**EXERCISE DESCRIPTION**
Pull out each line of the records holding the string "post".

**SUPPLIED RECORDS**

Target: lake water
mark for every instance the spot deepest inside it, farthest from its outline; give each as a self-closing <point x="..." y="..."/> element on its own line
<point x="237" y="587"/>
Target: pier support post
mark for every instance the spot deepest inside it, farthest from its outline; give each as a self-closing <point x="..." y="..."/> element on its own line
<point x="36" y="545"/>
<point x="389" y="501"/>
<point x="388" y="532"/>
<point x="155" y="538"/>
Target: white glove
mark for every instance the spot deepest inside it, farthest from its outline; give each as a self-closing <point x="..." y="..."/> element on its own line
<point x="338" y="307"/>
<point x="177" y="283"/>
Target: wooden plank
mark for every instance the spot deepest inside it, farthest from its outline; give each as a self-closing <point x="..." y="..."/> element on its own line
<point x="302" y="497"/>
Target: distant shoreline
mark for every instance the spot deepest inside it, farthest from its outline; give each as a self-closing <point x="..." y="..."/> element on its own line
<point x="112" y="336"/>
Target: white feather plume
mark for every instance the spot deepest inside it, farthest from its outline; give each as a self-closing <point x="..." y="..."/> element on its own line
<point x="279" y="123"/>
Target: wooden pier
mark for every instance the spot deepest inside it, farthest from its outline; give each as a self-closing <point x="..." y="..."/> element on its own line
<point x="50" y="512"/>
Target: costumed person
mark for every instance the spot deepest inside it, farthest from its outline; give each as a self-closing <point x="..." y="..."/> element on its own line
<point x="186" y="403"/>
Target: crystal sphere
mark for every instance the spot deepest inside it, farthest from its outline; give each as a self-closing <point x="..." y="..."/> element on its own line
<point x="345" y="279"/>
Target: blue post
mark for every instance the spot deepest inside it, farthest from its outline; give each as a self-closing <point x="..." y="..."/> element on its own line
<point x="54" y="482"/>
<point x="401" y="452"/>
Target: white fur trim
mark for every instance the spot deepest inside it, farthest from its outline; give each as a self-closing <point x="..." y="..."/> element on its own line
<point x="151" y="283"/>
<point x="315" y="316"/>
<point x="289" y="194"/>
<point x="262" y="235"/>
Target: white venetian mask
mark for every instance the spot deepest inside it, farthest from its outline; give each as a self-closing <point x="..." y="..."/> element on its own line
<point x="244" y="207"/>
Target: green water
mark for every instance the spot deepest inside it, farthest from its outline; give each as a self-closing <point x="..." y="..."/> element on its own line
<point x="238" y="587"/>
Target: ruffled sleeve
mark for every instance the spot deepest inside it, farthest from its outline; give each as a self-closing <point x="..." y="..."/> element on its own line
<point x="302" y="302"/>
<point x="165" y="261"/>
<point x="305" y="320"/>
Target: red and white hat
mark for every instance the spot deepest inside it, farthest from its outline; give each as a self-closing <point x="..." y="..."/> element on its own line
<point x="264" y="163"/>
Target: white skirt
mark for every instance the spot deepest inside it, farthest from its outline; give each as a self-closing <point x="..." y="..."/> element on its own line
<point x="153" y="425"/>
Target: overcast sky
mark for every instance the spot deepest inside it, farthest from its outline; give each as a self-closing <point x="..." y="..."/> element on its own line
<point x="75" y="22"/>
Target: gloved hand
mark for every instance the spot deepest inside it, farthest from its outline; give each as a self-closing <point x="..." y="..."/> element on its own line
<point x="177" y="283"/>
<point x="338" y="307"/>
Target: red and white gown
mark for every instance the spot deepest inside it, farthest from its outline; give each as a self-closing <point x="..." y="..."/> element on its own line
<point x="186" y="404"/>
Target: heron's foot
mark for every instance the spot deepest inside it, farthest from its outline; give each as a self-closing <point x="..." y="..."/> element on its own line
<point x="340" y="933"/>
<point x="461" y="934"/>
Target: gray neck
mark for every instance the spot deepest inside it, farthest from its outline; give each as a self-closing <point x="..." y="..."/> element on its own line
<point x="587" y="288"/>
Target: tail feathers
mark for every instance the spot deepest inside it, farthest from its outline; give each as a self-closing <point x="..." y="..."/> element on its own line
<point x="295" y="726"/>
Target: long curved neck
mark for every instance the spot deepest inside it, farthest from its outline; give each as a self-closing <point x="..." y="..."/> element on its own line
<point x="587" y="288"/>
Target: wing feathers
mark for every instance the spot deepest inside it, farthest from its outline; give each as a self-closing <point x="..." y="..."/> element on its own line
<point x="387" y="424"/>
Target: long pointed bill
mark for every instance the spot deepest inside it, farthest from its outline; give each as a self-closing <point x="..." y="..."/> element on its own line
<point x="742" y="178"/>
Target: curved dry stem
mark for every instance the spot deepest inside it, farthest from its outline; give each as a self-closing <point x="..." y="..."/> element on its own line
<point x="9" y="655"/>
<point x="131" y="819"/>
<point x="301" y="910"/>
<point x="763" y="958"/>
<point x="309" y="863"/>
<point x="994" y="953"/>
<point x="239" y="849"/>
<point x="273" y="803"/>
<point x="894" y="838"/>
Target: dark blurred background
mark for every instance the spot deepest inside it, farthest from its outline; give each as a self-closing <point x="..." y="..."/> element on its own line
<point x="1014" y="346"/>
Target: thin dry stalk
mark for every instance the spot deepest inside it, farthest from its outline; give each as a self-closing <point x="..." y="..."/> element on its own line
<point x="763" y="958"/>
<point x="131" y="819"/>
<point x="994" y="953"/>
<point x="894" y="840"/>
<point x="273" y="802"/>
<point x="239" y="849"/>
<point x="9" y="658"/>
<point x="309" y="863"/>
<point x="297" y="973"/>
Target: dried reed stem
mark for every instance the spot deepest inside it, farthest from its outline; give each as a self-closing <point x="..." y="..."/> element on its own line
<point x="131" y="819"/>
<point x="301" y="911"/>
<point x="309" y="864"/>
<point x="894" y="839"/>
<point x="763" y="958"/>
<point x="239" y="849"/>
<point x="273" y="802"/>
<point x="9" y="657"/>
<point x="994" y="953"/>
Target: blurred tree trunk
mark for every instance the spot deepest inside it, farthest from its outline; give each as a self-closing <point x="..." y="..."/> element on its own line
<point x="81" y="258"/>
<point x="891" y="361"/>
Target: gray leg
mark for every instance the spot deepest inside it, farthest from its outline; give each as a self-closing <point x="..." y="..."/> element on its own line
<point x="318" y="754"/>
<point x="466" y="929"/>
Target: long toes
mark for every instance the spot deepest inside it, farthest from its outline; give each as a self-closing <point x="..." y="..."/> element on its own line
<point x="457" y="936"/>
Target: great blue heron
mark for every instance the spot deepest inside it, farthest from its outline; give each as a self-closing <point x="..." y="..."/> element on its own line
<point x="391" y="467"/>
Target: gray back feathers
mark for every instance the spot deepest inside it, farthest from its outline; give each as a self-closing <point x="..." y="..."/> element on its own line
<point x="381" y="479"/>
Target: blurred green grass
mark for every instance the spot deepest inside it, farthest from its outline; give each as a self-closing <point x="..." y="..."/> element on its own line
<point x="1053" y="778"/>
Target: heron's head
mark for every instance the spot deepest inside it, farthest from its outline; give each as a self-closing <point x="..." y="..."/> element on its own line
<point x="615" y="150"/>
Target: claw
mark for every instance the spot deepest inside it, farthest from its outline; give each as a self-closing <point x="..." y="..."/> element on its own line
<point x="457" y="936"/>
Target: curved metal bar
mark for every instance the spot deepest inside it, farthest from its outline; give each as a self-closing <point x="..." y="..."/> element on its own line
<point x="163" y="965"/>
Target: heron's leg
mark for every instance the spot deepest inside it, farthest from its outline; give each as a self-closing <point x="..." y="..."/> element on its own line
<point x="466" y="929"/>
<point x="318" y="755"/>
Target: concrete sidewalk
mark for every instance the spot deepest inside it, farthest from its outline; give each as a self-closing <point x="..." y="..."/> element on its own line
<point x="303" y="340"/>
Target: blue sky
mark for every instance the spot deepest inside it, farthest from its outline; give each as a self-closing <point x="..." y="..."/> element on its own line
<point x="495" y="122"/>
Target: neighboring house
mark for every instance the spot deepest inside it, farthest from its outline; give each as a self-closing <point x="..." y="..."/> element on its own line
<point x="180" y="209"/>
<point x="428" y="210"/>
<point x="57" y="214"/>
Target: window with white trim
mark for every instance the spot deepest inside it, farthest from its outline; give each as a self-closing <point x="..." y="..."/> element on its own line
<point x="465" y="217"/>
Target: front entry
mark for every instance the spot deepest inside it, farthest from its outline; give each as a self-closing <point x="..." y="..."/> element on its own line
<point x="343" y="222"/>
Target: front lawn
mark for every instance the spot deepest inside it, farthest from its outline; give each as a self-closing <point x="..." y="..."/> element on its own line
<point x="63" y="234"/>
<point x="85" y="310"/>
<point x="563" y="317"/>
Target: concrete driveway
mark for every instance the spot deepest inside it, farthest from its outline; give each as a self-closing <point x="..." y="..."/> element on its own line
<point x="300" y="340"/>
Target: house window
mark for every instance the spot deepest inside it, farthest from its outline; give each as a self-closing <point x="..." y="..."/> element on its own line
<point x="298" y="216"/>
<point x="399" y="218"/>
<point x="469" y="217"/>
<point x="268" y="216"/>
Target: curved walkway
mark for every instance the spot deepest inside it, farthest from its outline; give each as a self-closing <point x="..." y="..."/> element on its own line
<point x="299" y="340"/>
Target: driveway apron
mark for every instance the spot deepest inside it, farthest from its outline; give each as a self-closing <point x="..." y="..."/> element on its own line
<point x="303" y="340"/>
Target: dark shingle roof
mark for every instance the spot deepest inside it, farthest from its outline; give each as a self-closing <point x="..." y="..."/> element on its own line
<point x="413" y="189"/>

**EXERCISE RESPONSE**
Target: pier support post
Target: blue post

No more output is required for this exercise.